# [Written problem]
Copy the rows from the line containing "the flamingo in" through the end of the rows, substituting "survey notes" for "field log" and leaving everything else as it stands.

┄┄┄┄┄┄

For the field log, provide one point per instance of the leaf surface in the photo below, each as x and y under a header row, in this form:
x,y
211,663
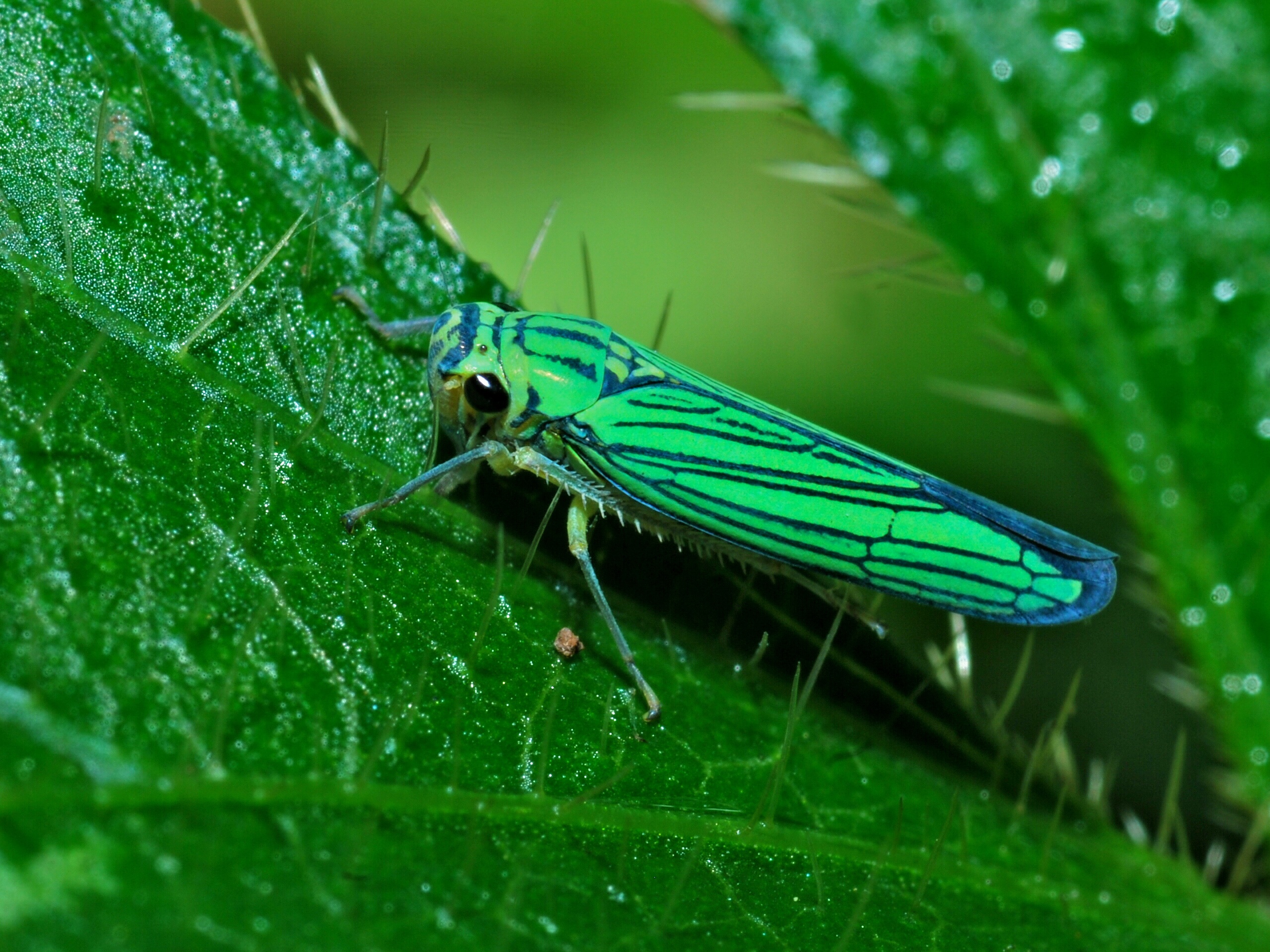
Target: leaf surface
x,y
224,721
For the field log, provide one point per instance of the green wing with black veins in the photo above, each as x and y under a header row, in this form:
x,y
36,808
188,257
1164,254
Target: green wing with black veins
x,y
763,480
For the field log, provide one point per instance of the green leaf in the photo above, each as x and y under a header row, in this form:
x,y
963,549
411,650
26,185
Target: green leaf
x,y
224,721
1095,168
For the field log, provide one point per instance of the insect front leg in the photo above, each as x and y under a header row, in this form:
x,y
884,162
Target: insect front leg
x,y
581,513
386,329
445,475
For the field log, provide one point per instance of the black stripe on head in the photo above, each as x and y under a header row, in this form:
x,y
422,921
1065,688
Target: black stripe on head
x,y
469,323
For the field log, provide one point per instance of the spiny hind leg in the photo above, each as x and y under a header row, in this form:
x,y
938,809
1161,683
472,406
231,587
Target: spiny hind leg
x,y
581,512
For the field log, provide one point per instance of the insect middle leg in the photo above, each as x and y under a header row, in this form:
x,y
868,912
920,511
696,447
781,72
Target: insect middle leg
x,y
581,513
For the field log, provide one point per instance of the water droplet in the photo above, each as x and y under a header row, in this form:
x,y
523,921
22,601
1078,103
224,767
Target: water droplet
x,y
1069,41
1193,616
1230,157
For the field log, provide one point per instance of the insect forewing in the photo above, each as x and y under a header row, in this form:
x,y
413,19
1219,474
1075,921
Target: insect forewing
x,y
763,480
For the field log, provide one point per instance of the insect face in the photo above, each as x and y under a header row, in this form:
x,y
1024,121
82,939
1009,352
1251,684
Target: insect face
x,y
486,394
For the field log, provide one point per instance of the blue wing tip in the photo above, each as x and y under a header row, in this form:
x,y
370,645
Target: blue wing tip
x,y
1098,586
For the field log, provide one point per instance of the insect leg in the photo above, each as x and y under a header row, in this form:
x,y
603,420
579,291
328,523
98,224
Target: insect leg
x,y
837,601
353,516
579,517
386,329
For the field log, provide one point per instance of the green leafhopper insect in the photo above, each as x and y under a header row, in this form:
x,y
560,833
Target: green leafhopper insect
x,y
629,432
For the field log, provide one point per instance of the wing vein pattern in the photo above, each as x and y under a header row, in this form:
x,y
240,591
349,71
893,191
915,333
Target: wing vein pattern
x,y
766,481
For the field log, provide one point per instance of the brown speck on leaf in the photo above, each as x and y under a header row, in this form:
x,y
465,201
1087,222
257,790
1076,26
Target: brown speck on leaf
x,y
568,644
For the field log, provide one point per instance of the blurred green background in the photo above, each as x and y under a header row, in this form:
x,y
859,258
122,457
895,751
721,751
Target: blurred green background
x,y
780,287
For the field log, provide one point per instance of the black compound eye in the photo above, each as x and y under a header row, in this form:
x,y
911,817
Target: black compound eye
x,y
486,394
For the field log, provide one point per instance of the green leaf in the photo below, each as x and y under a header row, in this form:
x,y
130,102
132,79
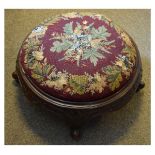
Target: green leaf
x,y
68,28
61,46
93,55
114,76
56,47
101,32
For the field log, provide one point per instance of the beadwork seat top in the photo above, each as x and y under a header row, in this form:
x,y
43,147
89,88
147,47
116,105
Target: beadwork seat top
x,y
78,57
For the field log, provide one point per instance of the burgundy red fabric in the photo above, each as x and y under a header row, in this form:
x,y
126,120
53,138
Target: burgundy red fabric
x,y
78,57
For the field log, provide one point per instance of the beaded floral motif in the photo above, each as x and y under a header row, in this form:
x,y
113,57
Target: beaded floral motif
x,y
47,75
82,43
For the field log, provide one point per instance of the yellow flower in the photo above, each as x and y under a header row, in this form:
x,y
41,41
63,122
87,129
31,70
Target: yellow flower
x,y
38,55
98,85
84,22
77,31
126,38
71,15
95,42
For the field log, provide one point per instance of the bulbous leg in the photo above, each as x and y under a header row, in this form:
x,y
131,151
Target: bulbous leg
x,y
141,86
15,76
75,133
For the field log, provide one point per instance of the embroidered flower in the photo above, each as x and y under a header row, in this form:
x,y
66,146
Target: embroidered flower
x,y
38,55
84,22
38,31
98,83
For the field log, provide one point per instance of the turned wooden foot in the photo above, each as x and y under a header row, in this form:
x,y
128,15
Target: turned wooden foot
x,y
141,86
75,133
15,76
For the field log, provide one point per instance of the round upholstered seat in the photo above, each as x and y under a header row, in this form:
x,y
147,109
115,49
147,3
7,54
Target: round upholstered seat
x,y
78,57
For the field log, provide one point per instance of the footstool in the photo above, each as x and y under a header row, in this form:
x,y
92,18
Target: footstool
x,y
79,65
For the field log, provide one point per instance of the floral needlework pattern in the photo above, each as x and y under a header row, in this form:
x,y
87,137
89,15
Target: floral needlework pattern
x,y
79,42
82,42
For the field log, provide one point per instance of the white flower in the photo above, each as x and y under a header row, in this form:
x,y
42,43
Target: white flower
x,y
84,22
38,55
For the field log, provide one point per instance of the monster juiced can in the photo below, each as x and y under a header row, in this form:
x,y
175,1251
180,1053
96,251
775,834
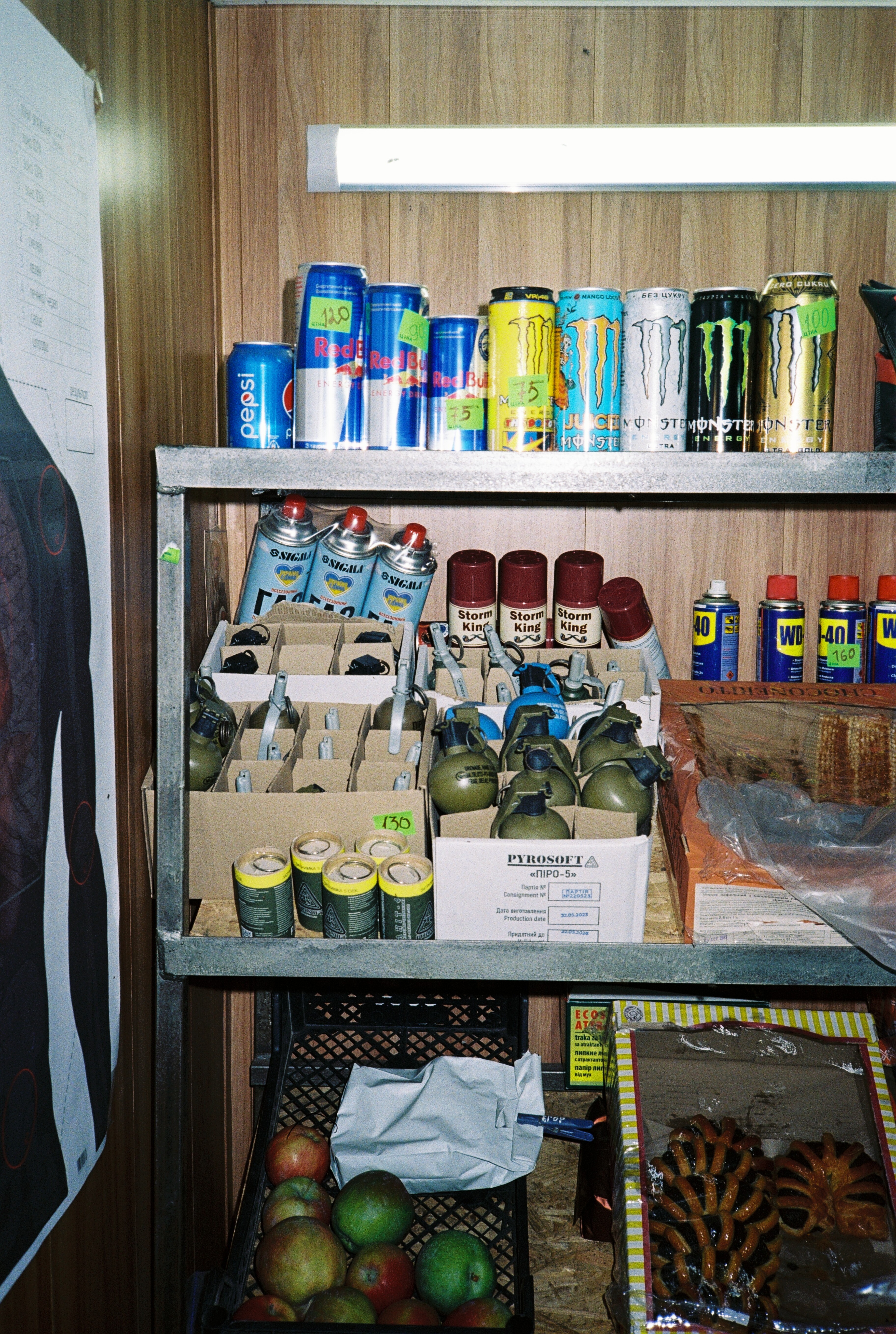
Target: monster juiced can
x,y
720,371
521,369
589,365
797,363
655,370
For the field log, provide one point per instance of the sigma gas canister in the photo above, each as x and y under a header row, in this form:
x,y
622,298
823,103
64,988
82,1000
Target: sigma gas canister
x,y
309,854
281,561
350,897
407,909
402,577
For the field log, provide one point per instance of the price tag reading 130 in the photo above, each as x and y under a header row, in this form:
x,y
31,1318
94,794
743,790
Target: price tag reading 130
x,y
527,391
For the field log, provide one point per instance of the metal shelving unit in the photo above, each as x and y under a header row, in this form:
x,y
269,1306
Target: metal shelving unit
x,y
461,480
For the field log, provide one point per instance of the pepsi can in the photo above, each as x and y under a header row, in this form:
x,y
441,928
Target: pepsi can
x,y
330,357
589,363
397,341
458,383
717,635
259,397
781,632
882,633
402,578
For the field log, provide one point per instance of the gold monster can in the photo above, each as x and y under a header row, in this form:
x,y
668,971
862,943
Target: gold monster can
x,y
798,363
521,369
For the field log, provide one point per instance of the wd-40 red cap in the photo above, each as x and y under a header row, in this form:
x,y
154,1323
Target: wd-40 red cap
x,y
843,588
471,579
294,508
578,578
355,520
624,609
782,588
523,579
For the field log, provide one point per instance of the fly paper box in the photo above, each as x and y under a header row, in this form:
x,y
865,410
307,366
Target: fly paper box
x,y
754,1170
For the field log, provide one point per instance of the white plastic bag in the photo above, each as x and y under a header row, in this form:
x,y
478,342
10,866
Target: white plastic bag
x,y
451,1125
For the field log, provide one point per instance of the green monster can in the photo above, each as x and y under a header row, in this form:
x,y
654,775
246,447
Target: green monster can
x,y
350,897
407,910
309,854
263,892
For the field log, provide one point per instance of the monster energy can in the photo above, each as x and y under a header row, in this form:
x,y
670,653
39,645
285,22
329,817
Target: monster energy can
x,y
797,359
407,910
350,897
309,854
720,371
655,370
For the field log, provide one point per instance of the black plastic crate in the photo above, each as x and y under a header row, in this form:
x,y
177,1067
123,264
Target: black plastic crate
x,y
317,1038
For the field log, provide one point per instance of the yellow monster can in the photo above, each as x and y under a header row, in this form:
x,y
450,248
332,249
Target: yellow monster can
x,y
521,369
798,365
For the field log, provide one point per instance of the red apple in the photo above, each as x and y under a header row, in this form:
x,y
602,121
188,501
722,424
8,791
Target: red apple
x,y
483,1313
383,1273
264,1309
298,1152
410,1312
298,1259
298,1197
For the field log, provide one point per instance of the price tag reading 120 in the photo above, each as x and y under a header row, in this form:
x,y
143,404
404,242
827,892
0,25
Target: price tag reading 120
x,y
330,314
527,391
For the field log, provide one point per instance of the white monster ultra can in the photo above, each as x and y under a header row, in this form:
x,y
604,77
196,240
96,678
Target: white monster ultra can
x,y
655,370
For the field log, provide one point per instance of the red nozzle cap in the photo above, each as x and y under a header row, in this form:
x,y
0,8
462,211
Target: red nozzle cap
x,y
471,579
414,536
578,578
294,508
843,588
523,579
782,588
355,520
624,609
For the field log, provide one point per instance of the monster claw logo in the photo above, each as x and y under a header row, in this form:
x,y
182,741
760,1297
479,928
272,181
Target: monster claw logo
x,y
661,329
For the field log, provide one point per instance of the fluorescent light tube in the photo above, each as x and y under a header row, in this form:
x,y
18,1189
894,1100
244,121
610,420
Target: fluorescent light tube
x,y
573,158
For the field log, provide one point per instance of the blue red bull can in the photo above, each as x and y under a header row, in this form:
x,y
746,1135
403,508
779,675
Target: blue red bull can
x,y
330,357
587,374
458,383
397,343
259,397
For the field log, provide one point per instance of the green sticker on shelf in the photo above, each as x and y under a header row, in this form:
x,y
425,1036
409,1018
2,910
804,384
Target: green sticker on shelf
x,y
529,391
330,314
818,318
415,330
844,656
466,414
400,822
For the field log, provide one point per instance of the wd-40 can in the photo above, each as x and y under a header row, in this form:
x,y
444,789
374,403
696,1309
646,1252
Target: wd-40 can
x,y
402,577
395,366
781,632
882,633
458,382
350,896
717,634
259,397
281,561
655,370
842,633
797,363
720,370
343,566
330,357
309,854
521,369
407,910
587,381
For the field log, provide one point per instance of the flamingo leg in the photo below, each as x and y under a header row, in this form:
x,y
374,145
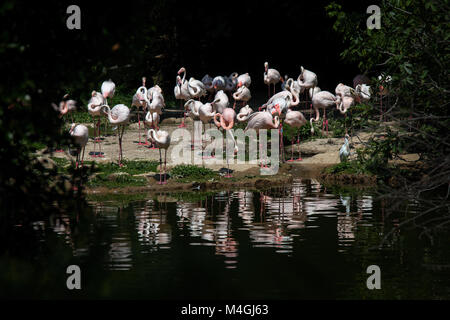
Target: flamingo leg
x,y
95,136
298,143
160,167
100,142
139,128
292,150
165,162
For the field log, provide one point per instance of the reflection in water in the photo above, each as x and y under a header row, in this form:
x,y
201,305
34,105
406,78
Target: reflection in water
x,y
218,242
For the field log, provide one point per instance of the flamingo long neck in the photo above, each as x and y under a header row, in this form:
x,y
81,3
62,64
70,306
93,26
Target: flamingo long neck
x,y
111,118
224,125
217,122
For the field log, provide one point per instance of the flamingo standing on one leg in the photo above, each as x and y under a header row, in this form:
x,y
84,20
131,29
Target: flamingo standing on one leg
x,y
80,134
108,89
307,79
323,99
140,101
271,76
181,95
119,115
94,108
295,119
242,94
162,139
262,120
225,120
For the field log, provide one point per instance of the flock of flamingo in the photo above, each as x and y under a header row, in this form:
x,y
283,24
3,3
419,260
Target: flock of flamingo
x,y
218,92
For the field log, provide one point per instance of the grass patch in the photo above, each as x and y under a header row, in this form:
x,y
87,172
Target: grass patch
x,y
191,173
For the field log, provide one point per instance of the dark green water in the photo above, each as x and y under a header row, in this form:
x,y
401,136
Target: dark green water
x,y
297,242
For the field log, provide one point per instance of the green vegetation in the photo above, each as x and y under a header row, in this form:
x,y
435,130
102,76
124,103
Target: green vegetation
x,y
191,173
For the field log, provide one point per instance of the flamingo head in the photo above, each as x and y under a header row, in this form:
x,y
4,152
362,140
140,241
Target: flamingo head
x,y
276,109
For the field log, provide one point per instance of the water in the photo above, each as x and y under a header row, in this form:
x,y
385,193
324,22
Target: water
x,y
296,242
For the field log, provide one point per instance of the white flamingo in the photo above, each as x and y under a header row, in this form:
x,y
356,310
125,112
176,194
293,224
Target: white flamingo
x,y
262,120
80,134
323,99
94,108
307,79
226,122
119,115
196,88
162,139
297,120
140,100
242,94
244,113
244,80
271,76
223,101
219,83
181,95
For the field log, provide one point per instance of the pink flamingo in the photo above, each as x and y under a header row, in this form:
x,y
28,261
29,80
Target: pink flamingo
x,y
295,119
242,94
80,134
226,122
162,139
262,120
94,108
140,100
119,115
323,99
271,76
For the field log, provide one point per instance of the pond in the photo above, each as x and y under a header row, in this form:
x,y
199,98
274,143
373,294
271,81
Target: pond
x,y
302,241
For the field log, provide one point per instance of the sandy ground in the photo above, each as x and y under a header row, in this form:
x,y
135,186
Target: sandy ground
x,y
316,154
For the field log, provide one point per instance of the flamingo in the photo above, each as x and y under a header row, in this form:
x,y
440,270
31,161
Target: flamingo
x,y
307,79
262,120
344,152
206,114
244,113
323,99
207,82
219,83
108,89
222,102
242,94
181,95
119,115
80,134
384,91
226,122
193,107
140,100
244,80
360,79
162,139
295,119
94,108
363,92
196,88
271,76
151,118
66,106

┄┄┄┄┄┄

# [Result]
For the survey notes, provide one point per instance of the flamingo in the photo above, each as x and y under a header row, in this form:
x,y
440,270
31,161
Target: flamingo
x,y
307,79
262,120
344,152
206,114
244,113
323,99
207,82
219,83
108,89
222,102
242,94
181,95
119,115
80,134
384,91
226,122
193,107
140,100
244,80
360,79
162,139
295,119
94,108
363,92
196,88
271,76
151,118
66,106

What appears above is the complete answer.